(Dataset records)
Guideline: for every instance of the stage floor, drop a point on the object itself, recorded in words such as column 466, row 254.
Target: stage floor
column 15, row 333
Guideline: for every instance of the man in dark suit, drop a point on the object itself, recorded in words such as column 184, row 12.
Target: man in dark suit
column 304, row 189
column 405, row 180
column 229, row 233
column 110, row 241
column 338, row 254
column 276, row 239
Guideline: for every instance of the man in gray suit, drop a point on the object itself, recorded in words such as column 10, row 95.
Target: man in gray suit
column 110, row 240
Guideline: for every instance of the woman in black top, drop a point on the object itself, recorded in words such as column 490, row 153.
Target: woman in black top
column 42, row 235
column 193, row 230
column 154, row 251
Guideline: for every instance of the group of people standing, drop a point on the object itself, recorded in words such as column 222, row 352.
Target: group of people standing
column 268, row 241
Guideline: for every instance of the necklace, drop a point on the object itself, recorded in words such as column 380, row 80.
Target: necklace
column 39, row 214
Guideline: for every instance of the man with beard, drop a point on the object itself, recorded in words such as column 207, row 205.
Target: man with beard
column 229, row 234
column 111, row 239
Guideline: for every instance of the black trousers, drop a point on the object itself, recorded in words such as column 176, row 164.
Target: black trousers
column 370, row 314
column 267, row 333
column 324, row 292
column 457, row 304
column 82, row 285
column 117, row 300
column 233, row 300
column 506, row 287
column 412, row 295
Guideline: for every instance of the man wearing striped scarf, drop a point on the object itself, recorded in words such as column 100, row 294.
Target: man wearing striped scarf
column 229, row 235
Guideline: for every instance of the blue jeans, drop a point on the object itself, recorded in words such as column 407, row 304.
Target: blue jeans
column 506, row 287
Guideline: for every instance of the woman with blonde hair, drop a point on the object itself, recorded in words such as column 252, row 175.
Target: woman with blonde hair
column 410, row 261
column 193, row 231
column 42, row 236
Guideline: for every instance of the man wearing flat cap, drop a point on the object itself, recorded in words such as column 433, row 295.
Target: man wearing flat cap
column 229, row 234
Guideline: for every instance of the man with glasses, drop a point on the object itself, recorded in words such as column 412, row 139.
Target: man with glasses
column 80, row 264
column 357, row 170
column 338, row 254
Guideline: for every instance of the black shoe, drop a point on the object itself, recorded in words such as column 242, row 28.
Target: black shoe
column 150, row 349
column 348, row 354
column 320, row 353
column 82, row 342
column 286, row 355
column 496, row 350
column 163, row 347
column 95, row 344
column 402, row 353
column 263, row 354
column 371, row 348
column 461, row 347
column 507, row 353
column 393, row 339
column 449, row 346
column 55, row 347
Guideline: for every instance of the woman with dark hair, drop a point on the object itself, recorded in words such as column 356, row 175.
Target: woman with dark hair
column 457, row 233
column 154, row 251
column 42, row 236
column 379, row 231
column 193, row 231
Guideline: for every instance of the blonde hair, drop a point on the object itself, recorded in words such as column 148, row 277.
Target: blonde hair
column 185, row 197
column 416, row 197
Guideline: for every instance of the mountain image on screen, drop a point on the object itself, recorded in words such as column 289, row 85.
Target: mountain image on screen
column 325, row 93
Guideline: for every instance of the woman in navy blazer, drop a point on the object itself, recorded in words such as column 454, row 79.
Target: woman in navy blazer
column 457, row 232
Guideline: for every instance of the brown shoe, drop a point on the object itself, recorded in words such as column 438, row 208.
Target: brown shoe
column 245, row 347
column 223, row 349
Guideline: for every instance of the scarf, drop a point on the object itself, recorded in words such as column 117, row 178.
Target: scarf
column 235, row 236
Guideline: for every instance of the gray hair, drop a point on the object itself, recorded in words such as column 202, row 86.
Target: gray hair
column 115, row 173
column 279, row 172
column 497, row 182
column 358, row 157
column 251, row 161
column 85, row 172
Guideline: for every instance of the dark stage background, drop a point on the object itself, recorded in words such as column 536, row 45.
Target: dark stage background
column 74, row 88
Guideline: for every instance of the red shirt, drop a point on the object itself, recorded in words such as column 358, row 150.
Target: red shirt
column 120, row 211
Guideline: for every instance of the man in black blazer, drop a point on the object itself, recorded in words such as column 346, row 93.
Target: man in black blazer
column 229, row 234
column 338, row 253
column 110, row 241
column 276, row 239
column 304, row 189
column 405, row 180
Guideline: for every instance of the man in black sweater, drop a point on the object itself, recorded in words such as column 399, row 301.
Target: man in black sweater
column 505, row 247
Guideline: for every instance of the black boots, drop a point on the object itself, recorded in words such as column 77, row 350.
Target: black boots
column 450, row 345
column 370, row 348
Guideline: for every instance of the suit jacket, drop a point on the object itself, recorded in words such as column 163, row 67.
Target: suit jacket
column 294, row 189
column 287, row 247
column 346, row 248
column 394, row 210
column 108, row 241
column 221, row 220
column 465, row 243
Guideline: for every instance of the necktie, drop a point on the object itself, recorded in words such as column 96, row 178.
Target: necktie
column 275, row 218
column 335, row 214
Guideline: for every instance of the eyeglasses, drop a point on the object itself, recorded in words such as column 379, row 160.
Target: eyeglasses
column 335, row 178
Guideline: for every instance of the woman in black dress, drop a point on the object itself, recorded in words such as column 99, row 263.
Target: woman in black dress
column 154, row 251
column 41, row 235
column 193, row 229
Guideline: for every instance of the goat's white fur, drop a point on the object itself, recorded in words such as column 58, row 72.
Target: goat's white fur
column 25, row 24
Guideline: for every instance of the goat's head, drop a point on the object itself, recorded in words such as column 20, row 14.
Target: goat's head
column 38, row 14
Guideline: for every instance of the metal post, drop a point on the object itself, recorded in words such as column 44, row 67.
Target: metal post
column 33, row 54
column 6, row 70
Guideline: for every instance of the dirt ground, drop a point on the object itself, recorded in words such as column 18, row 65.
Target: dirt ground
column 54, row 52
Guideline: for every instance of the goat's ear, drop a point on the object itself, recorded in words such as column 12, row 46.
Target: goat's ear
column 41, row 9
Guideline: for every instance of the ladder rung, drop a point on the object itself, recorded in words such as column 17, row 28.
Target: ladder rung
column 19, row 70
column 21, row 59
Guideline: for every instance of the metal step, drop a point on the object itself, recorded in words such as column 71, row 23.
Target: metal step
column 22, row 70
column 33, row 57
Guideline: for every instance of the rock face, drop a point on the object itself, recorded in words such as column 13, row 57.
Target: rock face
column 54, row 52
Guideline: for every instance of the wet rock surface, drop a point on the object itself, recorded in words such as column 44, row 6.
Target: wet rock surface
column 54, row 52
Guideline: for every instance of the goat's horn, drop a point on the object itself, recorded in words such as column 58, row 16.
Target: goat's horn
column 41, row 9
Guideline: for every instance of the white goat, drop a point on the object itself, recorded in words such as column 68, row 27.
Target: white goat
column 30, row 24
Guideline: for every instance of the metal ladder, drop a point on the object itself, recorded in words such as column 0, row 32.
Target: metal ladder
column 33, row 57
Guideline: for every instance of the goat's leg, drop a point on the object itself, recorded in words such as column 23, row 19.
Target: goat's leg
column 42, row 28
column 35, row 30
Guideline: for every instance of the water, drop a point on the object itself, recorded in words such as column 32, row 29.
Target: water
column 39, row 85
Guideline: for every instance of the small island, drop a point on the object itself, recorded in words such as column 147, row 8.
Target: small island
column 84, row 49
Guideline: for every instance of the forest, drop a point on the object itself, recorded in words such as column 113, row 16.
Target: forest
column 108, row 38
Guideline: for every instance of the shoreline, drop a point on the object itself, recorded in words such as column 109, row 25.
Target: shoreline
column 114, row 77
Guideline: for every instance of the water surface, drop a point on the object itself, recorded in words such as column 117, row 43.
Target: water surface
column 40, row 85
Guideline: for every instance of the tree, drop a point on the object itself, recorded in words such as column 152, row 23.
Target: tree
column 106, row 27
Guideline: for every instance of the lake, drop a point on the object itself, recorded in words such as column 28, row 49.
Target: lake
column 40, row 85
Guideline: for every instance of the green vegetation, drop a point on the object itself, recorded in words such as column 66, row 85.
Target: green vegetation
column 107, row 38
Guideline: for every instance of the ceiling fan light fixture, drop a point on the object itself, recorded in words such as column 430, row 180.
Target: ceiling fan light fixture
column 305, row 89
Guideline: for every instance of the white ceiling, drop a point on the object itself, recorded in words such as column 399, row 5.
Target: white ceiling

> _Problem to solve_: Return, word for word, every line from the top of the entries down to the line that holds "Guideline: for every instance of the woman in black top, drop", both included.

> _Output for this task_:
Guideline: for every instance of the stage floor, drop a point on the object itself, recorded in words such as column 466, row 254.
Target: stage floor
column 15, row 333
Guideline: for every instance of the man in dark suit, drop a point on the object itself, recorded in words such as column 184, row 12.
Target: man in dark suit
column 304, row 189
column 405, row 180
column 229, row 233
column 110, row 241
column 338, row 254
column 276, row 239
Guideline: for every instance of the man in gray suit, drop a point on the object itself, recorded in words such as column 10, row 95.
Target: man in gray suit
column 110, row 240
Guideline: for every instance of the woman in black top, drop a point on the object itself, recorded in words such as column 490, row 153.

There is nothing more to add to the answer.